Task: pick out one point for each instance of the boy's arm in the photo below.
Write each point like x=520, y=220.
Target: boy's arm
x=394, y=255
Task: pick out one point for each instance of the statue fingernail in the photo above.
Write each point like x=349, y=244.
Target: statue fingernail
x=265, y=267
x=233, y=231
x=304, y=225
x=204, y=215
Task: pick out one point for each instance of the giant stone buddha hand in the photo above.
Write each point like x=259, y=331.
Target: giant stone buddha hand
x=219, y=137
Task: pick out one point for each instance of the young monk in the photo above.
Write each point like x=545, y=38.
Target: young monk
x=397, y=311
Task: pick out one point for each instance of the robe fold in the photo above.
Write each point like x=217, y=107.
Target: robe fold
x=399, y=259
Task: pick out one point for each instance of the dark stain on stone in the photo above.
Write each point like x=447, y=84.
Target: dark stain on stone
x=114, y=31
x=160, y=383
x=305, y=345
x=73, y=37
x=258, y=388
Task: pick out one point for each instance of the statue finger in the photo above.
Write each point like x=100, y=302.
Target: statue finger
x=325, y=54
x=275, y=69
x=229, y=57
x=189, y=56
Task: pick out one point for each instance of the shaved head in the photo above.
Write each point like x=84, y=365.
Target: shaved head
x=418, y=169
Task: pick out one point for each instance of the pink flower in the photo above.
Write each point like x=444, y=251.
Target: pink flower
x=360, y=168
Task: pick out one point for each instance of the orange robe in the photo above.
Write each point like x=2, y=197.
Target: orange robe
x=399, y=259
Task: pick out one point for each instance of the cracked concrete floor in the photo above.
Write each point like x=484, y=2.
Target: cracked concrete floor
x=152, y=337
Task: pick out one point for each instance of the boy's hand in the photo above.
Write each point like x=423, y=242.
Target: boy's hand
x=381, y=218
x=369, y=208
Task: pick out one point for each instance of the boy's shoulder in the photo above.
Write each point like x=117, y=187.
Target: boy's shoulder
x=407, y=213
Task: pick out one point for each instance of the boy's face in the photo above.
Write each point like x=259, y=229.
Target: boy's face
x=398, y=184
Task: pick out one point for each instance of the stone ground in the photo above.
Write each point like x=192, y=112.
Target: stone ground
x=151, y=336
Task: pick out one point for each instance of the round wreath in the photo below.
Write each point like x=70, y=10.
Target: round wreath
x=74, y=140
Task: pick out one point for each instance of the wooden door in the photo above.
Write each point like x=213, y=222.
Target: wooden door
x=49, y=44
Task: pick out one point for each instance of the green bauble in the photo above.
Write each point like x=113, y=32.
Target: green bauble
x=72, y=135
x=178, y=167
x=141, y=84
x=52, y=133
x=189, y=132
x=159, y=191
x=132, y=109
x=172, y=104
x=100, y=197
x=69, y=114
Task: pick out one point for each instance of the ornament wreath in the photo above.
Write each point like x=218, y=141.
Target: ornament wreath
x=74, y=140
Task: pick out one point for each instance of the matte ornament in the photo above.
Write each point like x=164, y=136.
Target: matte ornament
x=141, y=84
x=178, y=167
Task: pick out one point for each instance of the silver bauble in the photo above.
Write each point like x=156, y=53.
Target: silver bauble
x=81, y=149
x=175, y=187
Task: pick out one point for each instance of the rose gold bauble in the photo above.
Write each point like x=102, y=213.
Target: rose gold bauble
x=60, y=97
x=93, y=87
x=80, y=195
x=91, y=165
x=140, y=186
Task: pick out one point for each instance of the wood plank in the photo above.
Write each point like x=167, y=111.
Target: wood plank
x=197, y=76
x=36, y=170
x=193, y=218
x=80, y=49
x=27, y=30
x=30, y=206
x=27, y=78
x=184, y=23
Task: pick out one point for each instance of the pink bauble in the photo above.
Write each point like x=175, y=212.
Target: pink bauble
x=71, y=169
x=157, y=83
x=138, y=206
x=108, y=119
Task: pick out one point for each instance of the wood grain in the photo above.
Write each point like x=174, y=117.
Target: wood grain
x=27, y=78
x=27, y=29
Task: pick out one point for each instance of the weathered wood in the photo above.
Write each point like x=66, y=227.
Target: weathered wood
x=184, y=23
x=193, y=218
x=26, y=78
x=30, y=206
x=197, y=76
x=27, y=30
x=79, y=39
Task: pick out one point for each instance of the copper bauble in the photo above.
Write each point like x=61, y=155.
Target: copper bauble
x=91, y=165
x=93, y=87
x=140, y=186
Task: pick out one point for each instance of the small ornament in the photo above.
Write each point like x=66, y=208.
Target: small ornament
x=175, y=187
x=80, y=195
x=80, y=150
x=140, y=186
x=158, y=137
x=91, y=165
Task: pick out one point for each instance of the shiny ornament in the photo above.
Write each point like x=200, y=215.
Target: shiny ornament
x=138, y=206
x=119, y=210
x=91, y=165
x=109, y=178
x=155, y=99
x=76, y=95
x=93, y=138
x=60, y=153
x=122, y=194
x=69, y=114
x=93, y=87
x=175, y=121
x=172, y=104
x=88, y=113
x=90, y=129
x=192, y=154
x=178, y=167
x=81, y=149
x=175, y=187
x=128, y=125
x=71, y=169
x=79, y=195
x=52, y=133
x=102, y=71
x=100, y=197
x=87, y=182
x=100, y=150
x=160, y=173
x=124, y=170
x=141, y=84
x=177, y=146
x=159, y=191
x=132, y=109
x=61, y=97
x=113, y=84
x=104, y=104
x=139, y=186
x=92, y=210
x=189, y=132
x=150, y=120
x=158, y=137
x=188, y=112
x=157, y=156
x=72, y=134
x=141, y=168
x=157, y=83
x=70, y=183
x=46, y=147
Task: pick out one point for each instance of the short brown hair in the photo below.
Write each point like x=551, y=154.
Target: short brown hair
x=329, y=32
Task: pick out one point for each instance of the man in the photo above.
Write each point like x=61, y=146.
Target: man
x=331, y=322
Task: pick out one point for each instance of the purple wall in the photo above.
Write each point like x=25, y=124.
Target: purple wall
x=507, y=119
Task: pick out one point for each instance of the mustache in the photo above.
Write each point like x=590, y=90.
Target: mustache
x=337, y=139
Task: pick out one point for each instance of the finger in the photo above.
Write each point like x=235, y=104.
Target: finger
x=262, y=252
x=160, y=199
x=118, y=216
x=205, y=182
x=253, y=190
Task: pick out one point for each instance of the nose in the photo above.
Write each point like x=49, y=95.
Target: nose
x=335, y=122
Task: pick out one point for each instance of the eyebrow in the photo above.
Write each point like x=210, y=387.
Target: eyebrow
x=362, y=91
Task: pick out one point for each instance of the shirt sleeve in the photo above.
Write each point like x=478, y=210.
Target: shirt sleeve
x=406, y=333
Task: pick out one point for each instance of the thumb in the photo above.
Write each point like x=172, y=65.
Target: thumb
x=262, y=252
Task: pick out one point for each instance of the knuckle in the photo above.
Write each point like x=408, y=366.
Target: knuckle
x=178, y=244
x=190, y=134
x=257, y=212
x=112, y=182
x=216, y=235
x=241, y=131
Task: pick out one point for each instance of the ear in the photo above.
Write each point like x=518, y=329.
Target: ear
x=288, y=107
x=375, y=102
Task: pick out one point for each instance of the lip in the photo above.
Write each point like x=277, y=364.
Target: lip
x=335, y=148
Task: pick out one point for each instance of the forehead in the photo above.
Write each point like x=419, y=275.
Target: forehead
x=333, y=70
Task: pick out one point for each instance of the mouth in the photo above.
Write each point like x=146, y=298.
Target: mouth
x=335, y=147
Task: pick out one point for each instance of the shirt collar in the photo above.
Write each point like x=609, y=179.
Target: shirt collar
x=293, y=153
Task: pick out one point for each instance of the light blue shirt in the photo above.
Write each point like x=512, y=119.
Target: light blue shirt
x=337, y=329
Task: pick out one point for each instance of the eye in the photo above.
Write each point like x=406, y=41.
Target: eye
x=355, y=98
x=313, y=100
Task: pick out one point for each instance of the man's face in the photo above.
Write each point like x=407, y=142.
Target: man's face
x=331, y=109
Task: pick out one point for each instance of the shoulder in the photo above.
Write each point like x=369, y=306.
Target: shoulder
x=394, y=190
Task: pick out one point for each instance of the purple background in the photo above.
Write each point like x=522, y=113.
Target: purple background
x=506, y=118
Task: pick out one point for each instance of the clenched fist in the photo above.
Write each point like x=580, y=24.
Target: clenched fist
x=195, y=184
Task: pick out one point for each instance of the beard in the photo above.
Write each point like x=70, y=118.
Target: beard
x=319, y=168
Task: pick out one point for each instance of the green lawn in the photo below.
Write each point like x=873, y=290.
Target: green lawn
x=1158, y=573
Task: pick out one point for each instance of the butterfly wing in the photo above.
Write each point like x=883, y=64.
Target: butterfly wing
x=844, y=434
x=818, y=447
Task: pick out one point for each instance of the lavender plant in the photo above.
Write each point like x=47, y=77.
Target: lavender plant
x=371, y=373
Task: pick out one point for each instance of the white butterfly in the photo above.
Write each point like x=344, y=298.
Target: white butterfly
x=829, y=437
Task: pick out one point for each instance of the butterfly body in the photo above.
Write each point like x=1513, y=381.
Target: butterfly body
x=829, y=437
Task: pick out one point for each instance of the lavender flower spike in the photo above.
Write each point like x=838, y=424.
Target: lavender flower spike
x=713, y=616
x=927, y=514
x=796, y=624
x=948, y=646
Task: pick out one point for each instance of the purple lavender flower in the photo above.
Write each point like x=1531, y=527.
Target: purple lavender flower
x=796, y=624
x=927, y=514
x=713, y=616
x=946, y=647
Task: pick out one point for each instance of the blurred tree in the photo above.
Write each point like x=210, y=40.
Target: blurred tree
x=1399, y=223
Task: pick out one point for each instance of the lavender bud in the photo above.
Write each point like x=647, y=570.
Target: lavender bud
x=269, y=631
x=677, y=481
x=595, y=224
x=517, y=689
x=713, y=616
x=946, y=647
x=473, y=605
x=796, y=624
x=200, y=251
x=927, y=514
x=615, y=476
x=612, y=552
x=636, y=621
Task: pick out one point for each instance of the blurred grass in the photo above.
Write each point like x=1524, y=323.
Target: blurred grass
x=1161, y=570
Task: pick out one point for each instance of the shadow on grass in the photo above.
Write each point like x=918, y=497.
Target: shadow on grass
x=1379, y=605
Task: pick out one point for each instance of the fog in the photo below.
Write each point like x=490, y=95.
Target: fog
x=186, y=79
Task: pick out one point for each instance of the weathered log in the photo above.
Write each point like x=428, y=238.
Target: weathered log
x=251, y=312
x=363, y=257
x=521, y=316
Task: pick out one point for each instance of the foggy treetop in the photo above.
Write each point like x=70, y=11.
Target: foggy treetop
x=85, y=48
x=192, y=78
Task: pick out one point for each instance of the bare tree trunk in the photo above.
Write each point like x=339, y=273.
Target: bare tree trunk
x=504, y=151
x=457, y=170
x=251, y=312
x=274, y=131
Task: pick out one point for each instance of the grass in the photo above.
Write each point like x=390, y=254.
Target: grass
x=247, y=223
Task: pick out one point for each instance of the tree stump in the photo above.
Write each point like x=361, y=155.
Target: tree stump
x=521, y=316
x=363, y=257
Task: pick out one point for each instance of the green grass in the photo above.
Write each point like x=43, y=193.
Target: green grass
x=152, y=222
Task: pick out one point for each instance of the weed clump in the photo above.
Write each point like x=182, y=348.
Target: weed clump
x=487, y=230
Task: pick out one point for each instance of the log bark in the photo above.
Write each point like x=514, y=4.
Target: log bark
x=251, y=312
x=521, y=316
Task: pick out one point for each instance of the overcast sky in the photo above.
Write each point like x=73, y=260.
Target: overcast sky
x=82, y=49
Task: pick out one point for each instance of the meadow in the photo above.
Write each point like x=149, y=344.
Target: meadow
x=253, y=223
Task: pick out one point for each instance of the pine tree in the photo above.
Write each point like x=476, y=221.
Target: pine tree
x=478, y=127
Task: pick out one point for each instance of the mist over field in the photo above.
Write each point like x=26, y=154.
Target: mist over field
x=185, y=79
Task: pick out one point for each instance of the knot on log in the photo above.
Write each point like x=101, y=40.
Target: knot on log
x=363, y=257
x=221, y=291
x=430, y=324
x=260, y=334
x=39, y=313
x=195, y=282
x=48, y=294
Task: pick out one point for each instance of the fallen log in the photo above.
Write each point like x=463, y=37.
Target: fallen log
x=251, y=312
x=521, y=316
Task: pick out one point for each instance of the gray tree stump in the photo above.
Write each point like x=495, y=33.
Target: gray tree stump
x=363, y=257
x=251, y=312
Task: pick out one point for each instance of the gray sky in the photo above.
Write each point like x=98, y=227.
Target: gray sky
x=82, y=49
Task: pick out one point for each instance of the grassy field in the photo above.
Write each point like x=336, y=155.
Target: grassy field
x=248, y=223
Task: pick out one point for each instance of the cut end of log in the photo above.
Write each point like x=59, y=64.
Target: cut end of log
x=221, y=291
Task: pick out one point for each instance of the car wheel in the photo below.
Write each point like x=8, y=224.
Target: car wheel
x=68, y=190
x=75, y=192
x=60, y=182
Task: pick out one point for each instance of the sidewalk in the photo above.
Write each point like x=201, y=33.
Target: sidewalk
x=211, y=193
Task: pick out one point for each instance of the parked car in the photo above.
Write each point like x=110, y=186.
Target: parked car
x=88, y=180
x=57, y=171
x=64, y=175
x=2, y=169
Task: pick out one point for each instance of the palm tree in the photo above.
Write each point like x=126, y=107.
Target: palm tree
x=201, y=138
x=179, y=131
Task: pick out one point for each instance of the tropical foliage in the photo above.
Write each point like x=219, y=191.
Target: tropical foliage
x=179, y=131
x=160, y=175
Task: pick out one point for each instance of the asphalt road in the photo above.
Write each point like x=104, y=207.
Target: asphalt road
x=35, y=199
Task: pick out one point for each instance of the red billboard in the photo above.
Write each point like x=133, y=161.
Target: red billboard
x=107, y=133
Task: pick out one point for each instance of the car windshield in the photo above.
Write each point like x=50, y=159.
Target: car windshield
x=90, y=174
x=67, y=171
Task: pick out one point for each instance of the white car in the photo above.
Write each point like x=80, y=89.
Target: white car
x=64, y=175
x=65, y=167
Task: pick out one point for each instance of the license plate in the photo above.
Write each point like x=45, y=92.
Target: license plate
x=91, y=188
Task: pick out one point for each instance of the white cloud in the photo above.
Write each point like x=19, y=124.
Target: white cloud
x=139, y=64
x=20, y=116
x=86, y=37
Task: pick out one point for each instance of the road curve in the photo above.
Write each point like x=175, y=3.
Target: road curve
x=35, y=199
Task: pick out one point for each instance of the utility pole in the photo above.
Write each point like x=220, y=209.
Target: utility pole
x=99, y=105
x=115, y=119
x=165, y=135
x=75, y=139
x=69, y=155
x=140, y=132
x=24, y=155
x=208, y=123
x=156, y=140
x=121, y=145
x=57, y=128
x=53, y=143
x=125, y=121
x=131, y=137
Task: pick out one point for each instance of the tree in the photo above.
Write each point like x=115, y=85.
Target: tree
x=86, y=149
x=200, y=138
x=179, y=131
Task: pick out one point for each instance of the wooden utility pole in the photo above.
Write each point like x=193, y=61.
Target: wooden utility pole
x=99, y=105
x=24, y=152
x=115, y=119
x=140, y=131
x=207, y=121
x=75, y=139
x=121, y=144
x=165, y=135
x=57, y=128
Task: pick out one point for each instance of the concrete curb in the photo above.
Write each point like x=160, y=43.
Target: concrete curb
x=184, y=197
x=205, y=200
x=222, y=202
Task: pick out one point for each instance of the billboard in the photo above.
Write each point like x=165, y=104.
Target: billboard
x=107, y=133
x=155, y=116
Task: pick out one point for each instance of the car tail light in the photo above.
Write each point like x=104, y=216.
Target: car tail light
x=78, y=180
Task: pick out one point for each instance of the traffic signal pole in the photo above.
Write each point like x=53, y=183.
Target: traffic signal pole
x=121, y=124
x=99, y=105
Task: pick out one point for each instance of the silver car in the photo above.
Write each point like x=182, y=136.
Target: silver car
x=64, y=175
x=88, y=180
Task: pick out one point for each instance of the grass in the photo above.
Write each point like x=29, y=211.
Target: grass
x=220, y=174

Short exercise: Return the lines from the one containing "bud in the photo above." up to and including the one containing "x=192, y=78", copied exactly.

Finished exercise:
Task: pick out one point for each instance of the lavender bud in the photo above.
Write each point like x=647, y=570.
Target: lavender bud
x=269, y=631
x=677, y=481
x=595, y=224
x=517, y=689
x=713, y=616
x=946, y=647
x=473, y=605
x=796, y=624
x=200, y=251
x=927, y=514
x=615, y=476
x=612, y=552
x=636, y=621
Task: pick out one point for each instance of the blurred grass in the photo above.
Write each point like x=1524, y=323.
Target: blurred grass
x=1161, y=570
Task: pick out one point for each instance of the shadow on grass in the photo above.
Write each point like x=918, y=497.
Target: shadow on grass
x=1379, y=605
Task: pick out one point for each instance of the fog in the photo below.
Write each point like x=490, y=95.
Target: fog
x=186, y=79
Task: pick out one point for each instance of the weathered log in the photo above.
Write each point like x=428, y=238.
Target: weathered log
x=251, y=312
x=363, y=257
x=521, y=316
Task: pick out one point for each instance of the foggy treetop in the photo above.
Write each point like x=70, y=11.
Target: foggy treetop
x=85, y=48
x=192, y=78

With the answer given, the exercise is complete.